• DOCUMENT EXCERPT:
## Begin

2.8. Thermal Properties

The pasting thermal parameters of the samples were measured by DSC (DSC 214 Polyma, Netzsch, Selb, Germany). Distilled water (10 μL) was added to the sample (3 g), in a sealed crucible, which was left to stand at ambient temperature for 12 h. An empty crucible was used as the reference. To make a measurement, the temperature was raised from 25–150 °C, at 10 °C/min.

2.9. Swelling Power and Solubility of Mixtures

The emulsion (2%, LS-LP mixtures (1 g)) was added to distilled water and oscillated in a water bath at different temperatures (25, 65 and 95 °C) for 30 min. The dried aluminum boxes, which contained supernatant from the centrifuge test tubes (5000× g, 10 min), were dried to constant weight, and then the weight gain of the aluminum boxes was recorded as the mass of dissolved starch (A), the mass of precipitate in centrifuge tube was recorded as the mass of starch that had swelled (P). We calculated the swelling power (B) and solubility (S) according to the formulae:

$$S\left(\%\right)=\frac{A}{W}\times 100$$

(1)

## End

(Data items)

## Begin

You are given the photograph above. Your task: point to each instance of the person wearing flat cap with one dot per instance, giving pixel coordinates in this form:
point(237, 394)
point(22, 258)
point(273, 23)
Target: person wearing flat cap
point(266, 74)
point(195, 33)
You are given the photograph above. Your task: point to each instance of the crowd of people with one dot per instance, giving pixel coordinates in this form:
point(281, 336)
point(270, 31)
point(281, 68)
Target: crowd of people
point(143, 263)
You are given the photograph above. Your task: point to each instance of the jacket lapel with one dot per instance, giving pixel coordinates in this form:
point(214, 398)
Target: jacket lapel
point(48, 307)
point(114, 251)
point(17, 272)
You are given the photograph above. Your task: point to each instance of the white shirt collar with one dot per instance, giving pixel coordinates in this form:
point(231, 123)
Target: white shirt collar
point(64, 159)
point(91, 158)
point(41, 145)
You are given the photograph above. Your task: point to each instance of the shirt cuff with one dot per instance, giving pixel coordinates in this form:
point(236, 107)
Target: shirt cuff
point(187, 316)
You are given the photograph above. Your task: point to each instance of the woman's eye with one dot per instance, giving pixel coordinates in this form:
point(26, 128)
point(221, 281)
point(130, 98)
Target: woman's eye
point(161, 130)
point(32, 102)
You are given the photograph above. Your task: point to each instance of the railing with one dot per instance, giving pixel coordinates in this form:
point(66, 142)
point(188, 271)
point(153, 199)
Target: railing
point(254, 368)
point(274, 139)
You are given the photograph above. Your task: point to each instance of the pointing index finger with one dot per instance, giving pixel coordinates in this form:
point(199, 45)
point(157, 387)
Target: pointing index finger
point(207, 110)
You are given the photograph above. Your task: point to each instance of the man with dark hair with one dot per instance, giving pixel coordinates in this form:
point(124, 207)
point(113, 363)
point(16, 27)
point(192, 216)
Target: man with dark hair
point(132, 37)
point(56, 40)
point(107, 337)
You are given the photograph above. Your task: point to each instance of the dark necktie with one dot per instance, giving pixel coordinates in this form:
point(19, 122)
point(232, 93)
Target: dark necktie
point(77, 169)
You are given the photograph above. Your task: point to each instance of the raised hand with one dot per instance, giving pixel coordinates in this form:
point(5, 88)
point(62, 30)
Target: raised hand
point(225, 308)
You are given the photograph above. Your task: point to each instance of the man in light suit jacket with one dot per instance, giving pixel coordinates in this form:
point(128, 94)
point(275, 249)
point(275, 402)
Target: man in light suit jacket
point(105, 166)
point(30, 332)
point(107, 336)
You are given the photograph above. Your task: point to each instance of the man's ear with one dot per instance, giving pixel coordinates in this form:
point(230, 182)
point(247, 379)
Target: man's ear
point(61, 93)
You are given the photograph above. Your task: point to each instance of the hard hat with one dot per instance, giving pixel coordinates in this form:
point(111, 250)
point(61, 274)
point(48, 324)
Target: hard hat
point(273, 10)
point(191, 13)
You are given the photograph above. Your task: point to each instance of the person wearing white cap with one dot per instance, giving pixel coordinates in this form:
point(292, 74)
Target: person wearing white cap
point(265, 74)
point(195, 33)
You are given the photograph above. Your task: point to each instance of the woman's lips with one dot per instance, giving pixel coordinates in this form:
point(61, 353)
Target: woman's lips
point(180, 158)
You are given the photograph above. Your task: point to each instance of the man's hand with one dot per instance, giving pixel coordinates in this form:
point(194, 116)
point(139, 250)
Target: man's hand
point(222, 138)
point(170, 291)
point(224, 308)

## End

Continue the methods excerpt on the thermal properties, swelling power, and solubility of the starch mixtures, starting after its last line.

• RESULT:
$$B\left(\%\right)=\frac{P}{W\left(1-S\right)}\times 100$$

(2)

2.10. Data Analysis

All experiments were performed in triplicate. All pictures were obtained by Origin software (OriginPro 2018C, MicroCal, Northampton, MA, USA) transformation based on the experimental data. Part data were analyzed using one-way analysis of variance (ANOVA), which was performed with Statistical Product Service Solutions (SPSS) software (IBM SPSS Statistics 23.0, IBM, Armonk, NY, USA). Statistically homogeneous subsets were identified with a post-hoc Tukey HSD multiple comparison test at α = 0.05. Results are expressed as means ± standard deviations.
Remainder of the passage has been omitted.